Only the lines from the one with "the rear tire" onward are wanted, through the last line of the entries, set down exactly.

◆ **Given records**
%%
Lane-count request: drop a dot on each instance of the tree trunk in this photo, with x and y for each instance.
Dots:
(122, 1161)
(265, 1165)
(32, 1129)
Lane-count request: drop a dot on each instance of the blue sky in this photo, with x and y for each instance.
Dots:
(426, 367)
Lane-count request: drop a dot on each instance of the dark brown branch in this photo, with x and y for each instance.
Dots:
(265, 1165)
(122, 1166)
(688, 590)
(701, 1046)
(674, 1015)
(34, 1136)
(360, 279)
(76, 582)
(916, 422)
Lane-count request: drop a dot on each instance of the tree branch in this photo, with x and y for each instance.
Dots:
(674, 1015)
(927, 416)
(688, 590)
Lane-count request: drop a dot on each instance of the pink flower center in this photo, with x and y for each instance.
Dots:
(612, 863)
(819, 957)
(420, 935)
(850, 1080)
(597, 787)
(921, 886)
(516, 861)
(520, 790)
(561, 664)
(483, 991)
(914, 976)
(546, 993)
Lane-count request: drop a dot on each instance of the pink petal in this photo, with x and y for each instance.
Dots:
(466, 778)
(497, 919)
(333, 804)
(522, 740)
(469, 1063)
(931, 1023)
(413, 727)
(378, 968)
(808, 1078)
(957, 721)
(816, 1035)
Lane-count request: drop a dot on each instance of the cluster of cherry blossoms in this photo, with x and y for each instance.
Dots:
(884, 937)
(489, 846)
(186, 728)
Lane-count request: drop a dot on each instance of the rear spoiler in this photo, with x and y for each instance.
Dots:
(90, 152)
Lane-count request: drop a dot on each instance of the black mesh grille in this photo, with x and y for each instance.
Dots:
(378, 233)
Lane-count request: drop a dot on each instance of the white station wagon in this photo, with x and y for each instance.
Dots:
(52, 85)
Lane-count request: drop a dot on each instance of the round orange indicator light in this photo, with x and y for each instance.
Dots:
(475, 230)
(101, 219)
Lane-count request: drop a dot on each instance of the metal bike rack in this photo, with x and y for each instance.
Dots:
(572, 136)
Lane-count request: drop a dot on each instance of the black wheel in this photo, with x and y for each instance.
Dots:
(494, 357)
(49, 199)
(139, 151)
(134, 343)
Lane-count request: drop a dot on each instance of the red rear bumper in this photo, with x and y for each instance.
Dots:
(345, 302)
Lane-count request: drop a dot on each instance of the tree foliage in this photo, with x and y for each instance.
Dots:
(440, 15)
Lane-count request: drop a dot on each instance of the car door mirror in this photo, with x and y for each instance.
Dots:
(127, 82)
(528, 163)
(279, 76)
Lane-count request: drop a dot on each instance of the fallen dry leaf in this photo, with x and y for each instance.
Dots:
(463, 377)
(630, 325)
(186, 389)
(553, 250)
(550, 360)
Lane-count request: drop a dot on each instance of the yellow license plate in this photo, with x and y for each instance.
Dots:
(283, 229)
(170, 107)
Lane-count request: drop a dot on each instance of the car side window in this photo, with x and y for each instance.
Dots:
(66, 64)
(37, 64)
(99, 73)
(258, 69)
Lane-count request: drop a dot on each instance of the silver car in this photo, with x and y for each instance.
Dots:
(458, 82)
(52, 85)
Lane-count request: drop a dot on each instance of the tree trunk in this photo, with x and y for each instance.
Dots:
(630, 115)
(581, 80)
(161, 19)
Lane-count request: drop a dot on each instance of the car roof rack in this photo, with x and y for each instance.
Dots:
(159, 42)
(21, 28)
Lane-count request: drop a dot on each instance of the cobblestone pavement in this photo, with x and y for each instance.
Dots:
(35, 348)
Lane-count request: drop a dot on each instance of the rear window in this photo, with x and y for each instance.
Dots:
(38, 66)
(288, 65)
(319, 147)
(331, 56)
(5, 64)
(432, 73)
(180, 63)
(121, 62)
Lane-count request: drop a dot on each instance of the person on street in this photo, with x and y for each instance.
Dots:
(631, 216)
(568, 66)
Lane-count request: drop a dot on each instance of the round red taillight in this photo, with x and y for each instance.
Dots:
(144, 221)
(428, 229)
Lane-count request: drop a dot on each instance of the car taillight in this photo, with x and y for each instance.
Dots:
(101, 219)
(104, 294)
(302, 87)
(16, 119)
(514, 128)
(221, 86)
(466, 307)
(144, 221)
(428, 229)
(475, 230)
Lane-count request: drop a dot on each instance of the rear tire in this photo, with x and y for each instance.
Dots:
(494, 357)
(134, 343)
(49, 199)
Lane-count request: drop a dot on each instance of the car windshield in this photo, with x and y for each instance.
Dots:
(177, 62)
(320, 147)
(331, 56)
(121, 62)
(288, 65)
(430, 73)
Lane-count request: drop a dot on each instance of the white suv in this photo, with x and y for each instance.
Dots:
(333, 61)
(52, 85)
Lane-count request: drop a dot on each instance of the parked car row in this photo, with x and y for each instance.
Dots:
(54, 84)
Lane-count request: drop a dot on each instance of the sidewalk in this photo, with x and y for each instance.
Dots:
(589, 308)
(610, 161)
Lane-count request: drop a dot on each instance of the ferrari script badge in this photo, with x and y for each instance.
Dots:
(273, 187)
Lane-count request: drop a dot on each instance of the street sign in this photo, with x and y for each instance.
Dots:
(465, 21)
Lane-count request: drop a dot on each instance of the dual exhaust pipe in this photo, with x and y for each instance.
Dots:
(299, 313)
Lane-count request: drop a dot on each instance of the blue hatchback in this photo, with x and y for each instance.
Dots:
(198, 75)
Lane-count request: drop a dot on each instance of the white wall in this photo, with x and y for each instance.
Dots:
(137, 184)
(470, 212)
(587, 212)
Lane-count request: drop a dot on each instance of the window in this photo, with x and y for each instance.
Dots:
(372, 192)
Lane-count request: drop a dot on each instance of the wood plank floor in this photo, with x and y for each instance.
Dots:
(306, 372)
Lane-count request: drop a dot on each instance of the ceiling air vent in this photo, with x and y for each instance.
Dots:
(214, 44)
%%
◆ **Exercise output**
Lane-count request: drop a dot on each instance of the rear tire in this photo, with x and y for each instance.
Dots:
(494, 357)
(134, 343)
(49, 199)
Lane-count request: drop a dot on each instance of the car windshield in this photo, with x and y for each instance.
Dots:
(177, 62)
(320, 147)
(331, 56)
(121, 62)
(288, 65)
(430, 73)
Lane-count request: drop a dot on each instance of the white suv in this photo, with x and y for each instance.
Dots:
(333, 61)
(52, 85)
Lane-count request: drop a dot on each instance of the parked car row in this photo, with x and y for each instance.
Dots:
(54, 84)
Lane-count request: drop a dot on each instance of the sidewalk in this photo, with x and y for each instance.
Dots:
(589, 308)
(610, 161)
Lane-count request: drop a dot on each instance of the ferrari script badge in this photo, with x and y for each instance.
Dots:
(273, 187)
Lane-count request: drop a dot on each instance of the street sign in this photo, with x and y for each instance.
Dots:
(465, 21)
Lane-count request: drop a dot on each instance of the dual exhaust pipe in this photo, with x and y for each instance.
Dots:
(299, 313)
Lane-count request: drop a dot on each instance of the blue hatchback in this photo, with x and y for each instance.
Dots:
(198, 75)
Lane-count request: drop a dot on each instance of the white wall in this photo, with x and y for each instance.
Dots:
(137, 184)
(470, 212)
(587, 212)
Lane-count request: drop a dot on each instance of the window in this photo, with x and y for each instance.
Dots:
(372, 192)
Lane-count request: drop a dot on each instance of the wood plank floor in this photo, with x and y for each instance.
Dots:
(306, 372)
Lane-count request: drop a dot on each instance of the ceiling air vent in this photo, with x and y for each instance.
Dots:
(214, 44)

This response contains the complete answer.